┌─ Materials provided

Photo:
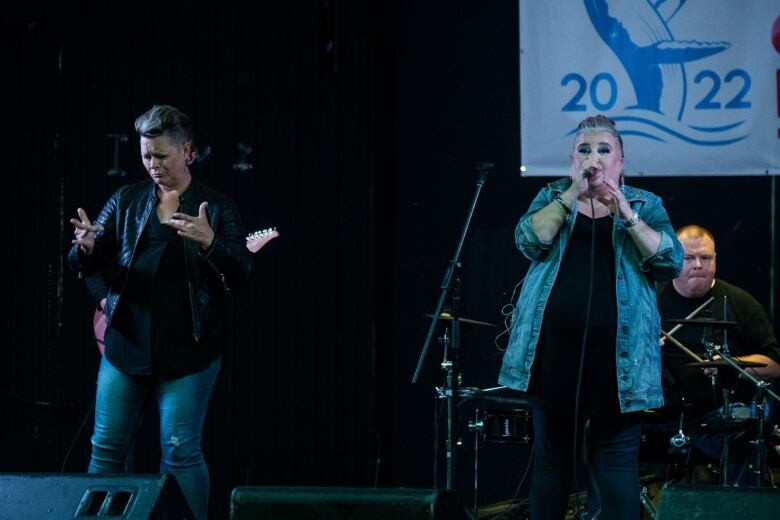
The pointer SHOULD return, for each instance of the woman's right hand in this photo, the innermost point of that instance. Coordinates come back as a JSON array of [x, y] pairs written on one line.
[[84, 232]]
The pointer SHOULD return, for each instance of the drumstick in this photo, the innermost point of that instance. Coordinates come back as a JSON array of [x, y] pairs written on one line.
[[681, 346], [696, 311]]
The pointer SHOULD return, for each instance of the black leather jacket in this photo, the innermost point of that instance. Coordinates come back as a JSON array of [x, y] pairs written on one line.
[[228, 264]]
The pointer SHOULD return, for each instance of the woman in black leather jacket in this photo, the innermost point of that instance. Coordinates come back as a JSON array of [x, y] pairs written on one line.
[[177, 247]]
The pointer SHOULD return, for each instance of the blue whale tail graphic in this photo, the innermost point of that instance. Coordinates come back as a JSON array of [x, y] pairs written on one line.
[[638, 34]]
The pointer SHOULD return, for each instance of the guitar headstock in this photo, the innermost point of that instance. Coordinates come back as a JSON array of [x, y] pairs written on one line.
[[255, 241]]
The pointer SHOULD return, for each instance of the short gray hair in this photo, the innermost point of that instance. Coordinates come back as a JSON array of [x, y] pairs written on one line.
[[599, 123], [166, 120]]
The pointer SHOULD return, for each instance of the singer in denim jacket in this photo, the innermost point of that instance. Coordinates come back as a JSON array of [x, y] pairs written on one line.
[[584, 335], [638, 354]]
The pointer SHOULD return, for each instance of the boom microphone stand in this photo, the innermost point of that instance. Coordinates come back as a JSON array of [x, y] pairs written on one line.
[[452, 366]]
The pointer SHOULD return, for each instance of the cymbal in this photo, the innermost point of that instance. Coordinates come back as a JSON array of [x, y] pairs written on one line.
[[706, 322], [446, 316], [724, 363]]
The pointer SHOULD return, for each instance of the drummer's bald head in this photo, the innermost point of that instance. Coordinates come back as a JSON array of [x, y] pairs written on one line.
[[692, 231]]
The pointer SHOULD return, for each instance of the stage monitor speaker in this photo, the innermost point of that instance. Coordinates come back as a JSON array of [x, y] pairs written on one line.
[[690, 502], [92, 496], [322, 503]]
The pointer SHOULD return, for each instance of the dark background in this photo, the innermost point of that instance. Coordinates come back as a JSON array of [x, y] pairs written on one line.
[[366, 120]]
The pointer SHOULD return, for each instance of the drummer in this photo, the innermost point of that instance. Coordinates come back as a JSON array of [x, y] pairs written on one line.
[[751, 339]]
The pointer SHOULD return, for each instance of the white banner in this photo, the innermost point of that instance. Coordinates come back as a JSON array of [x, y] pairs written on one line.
[[693, 86]]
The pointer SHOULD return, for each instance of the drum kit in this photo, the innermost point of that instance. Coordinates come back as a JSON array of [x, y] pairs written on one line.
[[733, 420], [503, 416]]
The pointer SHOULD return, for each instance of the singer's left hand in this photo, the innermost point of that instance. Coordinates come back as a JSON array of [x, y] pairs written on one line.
[[192, 228]]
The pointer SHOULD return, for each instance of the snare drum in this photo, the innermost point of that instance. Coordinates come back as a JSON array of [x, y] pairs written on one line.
[[507, 426]]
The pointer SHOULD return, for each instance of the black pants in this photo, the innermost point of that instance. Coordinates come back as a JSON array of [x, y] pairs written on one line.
[[611, 448]]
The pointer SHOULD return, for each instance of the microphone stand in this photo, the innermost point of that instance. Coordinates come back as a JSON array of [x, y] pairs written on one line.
[[452, 366]]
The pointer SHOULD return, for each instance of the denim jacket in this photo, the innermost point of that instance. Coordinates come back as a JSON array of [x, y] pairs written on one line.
[[637, 351]]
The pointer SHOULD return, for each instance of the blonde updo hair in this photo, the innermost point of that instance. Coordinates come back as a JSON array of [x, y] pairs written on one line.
[[599, 123]]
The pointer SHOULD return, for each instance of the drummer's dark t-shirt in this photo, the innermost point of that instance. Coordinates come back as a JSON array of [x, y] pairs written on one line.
[[753, 334]]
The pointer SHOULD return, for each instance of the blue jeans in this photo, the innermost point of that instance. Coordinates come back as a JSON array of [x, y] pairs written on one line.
[[612, 464], [119, 405]]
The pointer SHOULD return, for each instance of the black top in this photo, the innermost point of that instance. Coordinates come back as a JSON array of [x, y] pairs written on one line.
[[753, 335], [556, 365], [151, 331]]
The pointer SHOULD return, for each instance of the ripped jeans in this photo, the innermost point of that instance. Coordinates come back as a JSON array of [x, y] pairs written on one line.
[[119, 405]]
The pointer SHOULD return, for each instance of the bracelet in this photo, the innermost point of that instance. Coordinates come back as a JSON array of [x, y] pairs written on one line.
[[633, 221], [558, 200]]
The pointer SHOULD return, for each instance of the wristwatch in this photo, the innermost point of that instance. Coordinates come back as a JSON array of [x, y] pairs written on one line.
[[633, 221]]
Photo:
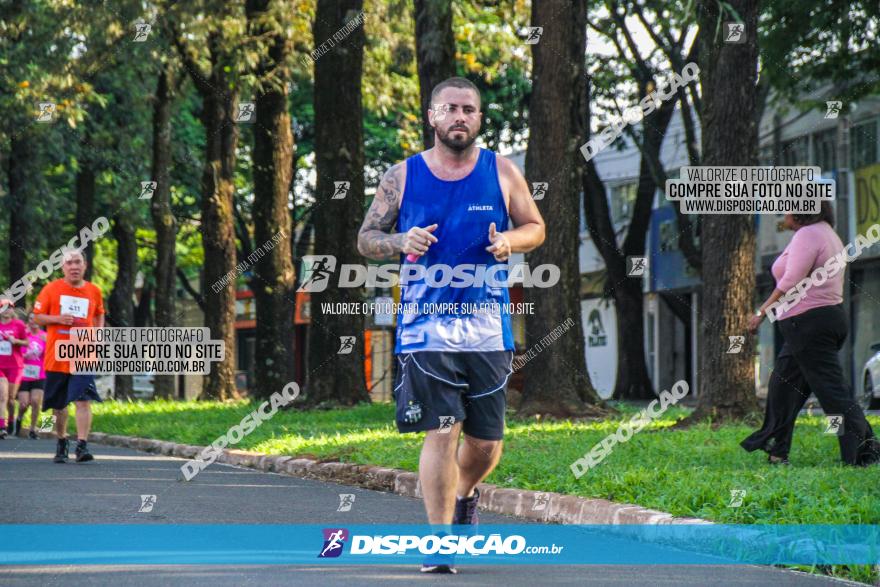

└─

Task objective: Format every entry above as a Markdown table with the columns "Row" and "Text", giving each line its own numbered row, skipping blank lines, and leaving out the pictures.

Solved exercise:
| Row | Text |
|---|---|
| 1 | Photo: |
| 2 | The pointer SHOULD return, for each instance of the woman's right hand in this photo, the innermost point of that instance. Coordinates come back as a JSON array of [x, y] pairs written on one line. |
| 3 | [[84, 232]] |
| 4 | The pointer SHOULD return, for each instance of the drumstick in this photo, the innermost point of that instance. Coordinates come back as a JSON array of [x, y] pairs written on one line. |
| 5 | [[681, 346], [696, 311]] |
| 6 | The pointer SHOULD return, for each instance of the black leather jacket in this photo, the innermost point of that instance. Coordinates come back as a JSON array of [x, y] pairs written on one line. |
| 7 | [[228, 264]] |
| 8 | The pointer SHOULD return, for each instance of the woman in black leather jacket in this photo, the innermost point of that instance. Coordinates come back as a JSON array of [x, y] pairs written on one line. |
| 9 | [[177, 247]] |
| 10 | The pointer SHOULD return, for each instance of the blue whale tail graphic in this photo, the innermost point of that instance. Coordinates come back as a JSON array of [x, y] pairs written on one line. |
| 11 | [[638, 34]] |
| 12 | The pointer SHOULD return, for each instance of the guitar headstock in this photo, the innermost point of that instance. Coordinates come back as a JSON array of [x, y] pairs written on one line. |
| 13 | [[255, 241]] |
| 14 | The pointer SHOULD return, for each instance of the short gray hair in this photo, the innermost point of that instance. Coordinates come back as a JSON array of [x, y] pairs written on one line. |
| 15 | [[599, 123], [166, 120]] |
| 16 | The pointer SHOULD return, for each instance of the singer in denim jacket in this photo, the innermost point of that instance. Coordinates come back as a JSON array of [x, y] pairs written on one line. |
| 17 | [[584, 335], [638, 354]] |
| 18 | The pointer SHOULD return, for each instance of the boom microphone stand in this photo, the innermost point of that instance. Coordinates come back as a JSON array of [x, y] pairs written on one line. |
| 19 | [[452, 366]] |
| 20 | The pointer SHOULD return, for each instance of the cymbal in this photo, the innermost point of that instance. Coordinates come back as a JSON array of [x, y] pairs written on one line. |
| 21 | [[706, 322], [446, 316], [724, 363]] |
| 22 | The pointer SHOULD return, for each instance of the drummer's bald head in this photo, the innermost point of that instance. Coordinates come back as a JSON array of [x, y] pairs written on one line. |
| 23 | [[692, 231]] |
| 24 | The pointer SHOULD return, for each instance of the stage monitor speaker in this photo, the innermost point of that instance. Coordinates come back as a JSON array of [x, y] pairs written on one line. |
| 25 | [[690, 502], [92, 496], [322, 503]] |
| 26 | The pointer SHOULD return, for each instance of the dark background in this photo, the innermost point of that instance. Coordinates come back as a JSON array of [x, y] pairs written on one line. |
| 27 | [[366, 120]] |
| 28 | The pointer SHOULD return, for each instance of the drummer in this photo, the innermost point of that instance. Coordinates come back as a JSON array of [x, y] pairs written on one line. |
| 29 | [[751, 339]] |
| 30 | The pointer SHOULD return, for each instance of the white banner in this photo, the innermost point of that instance. Coordinates come back as a JSON array of [x, y] pairs written on one line. |
| 31 | [[693, 86]] |
| 32 | The pointer SHOULD return, for each instance of the drum kit in this photo, the innermost point of that instance. Coordinates come back as a JSON array of [x, y] pairs written on one line. |
| 33 | [[733, 420], [503, 416]] |
| 34 | The pointer SHOULD return, for each instance of the singer's left hand in this photo, the innermost point of that instance. Coordinates come back as a JSON array of [x, y] pairs written on one line. |
| 35 | [[192, 228]] |
| 36 | The pointer SHOULD return, for each instance of the snare drum in this photo, the innermost point of that instance. Coordinates come back as a JSON array of [x, y] pairs written on one line. |
| 37 | [[507, 426]] |
| 38 | The pointer SHOULD return, for each instance of the black pants in this photo, the innermost point of that instance. Coordinates come back as a JSON array of [x, y] pairs written on one line. |
| 39 | [[611, 448]] |
| 40 | The pointer SHOULD return, for each instance of the microphone stand in this photo, the innermost point of that instance. Coordinates come back as a JSON array of [x, y] pairs written on one line. |
| 41 | [[452, 366]] |
| 42 | The pointer SHOULD return, for each instance of the denim jacket in this photo, the innermost point of that instance. Coordinates come back as a JSON array of [x, y] pairs written on one line. |
| 43 | [[637, 351]] |
| 44 | The pointer SHOULD return, for each instance of the blonde updo hair in this photo, the innermost point of that instance. Coordinates come back as a JSON array of [x, y] pairs written on one line. |
| 45 | [[599, 123]] |
| 46 | The pointer SHOULD return, for each instance of the drummer's dark t-shirt in this photo, the innermost point of that instance. Coordinates come back as a JSON array of [x, y] pairs written on one line. |
| 47 | [[753, 334]] |
| 48 | The pointer SHOULD return, for each instance of the blue jeans in this photo, the innermost point of that instance. Coordinates come back as a JSON array of [x, y] pairs written on one line. |
| 49 | [[612, 464], [119, 405]] |
| 50 | The pointer SHOULD return, for each instance of the black top in this photo, the innermost point of that instance. Coordinates come back as a JSON array of [x, y] pairs written on one line. |
| 51 | [[753, 335], [556, 365], [151, 331]] |
| 52 | The pointer SHOULD return, for each instance of the ripped jeans in this photo, the innermost point of that instance. Coordinates come back as a JSON array of [x, y] pairs written on one line. |
| 53 | [[119, 405]] |
| 54 | The pointer SHOULD return, for each instance of the bracelet in this photo, the innermost point of that instance. Coordinates come back as a JSON array of [x, y] pairs written on one line. |
| 55 | [[633, 221], [558, 200]] |
| 56 | The pointer SHOULD return, for each instance of the wristwatch in this photo, the innermost point of that instance. Coordinates come back as a JSON array of [x, y] pairs written on one line. |
| 57 | [[633, 221]] |
| 58 | Photo: |